READING PASSAGE:
------------------------------------------------------------
A report from the Brexit Health Alliance warns that if the UK and EU can’t reach the ‘right deal’, children diagnosed with recurring neuroblastoma – a rare type of cancer – might not access clinical trials.

Brexit Health Alliance co-chair Niall Dickson saidthat ‘if patients are to continue to benefit from early access to new and better treatments, health technologies and cutting-edge medicines, we have to be able to take part in multinational research programmes and clinical trials’.

He continued: ‘We have achieved so much through co-operation with European partners and this must continue.

‘What patients need is an agreement which enables maximum co-operation in research and innovation between the EU and the UK and maximum alignment with the rules regulating medicines and medical devices across Europe.’

‘Patients will suffer’

The Alliance argued that ‘patients will suffer unless there is a new partnership on science and research between the EU and the UK after Brexit.’

Neuroblastoma cancer affects around 100 children each year in the UK, with more than half of aggressive forms of the cancer recurring, according to NHS England.

The report said that ‘as the number of patients with rarer conditions in each country is low, it is only possible to recruit enough patients for clinical trials by carrying out trials across countries’.

It added: ‘Scientific breakthroughs are not developed in isolation, as mobility is crucial to the highest standards of performance.

‘A situation where UK trials are no longer able to recruit European patients would lessen the benefits for patients across the whole of Europe, as well as risk damaging UK and European science.’

European funding

UK researchers and innovators received around 15% of the biggest EU research and innovation programme Horizon 2020, which has nearly €80bn (£70bn) of funding available from 2014 to 2020.

‘The absence of a deal on the UK’s future involvement in research programmes, although it would sometimes still be possible to collaborate in projects, means that UK organisations cannot benefit from EU funding, which would need to be sought from other sources,’ the report said.
------------------------------------------------------------
PROBLEM SET:
1/ According to the Brexit health article, about how many children in the UK are affected by neuroblastoma each year?
2/ Repeat the Brexit health article word for word, starting at "A report from" and ending at "this must continue.".

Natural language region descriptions
------------------------------------------------------------
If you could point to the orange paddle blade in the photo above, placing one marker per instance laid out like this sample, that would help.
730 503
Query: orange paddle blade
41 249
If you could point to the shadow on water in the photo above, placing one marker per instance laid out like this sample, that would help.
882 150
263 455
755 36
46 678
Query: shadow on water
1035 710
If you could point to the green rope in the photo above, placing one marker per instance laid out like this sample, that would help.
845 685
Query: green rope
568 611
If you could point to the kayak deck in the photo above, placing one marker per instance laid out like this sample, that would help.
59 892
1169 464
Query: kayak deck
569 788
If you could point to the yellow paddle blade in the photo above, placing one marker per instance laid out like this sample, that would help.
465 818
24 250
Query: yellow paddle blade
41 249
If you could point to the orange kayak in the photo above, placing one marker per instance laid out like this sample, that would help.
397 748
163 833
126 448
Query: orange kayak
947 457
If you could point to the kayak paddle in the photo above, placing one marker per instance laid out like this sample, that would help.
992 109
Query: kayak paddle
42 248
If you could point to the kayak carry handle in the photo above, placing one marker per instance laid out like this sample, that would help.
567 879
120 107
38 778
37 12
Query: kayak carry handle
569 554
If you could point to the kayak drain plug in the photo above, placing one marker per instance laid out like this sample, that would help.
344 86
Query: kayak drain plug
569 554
------------------------------------------------------------
WRITTEN RESPONSES:
1/ Around 100 children each year.

2/
A report from the Brexit Health Alliance warns that if the UK and EU can’t reach the ‘right deal’, children diagnosed with recurring neuroblastoma – a rare type of cancer – might not access clinical trials.

Brexit Health Alliance co-chair Niall Dickson saidthat ‘if patients are to continue to benefit from early access to new and better treatments, health technologies and cutting-edge medicines, we have to be able to take part in multinational research programmes and clinical trials’.

He continued: ‘We have achieved so much through co-operation with European partners and this must continue.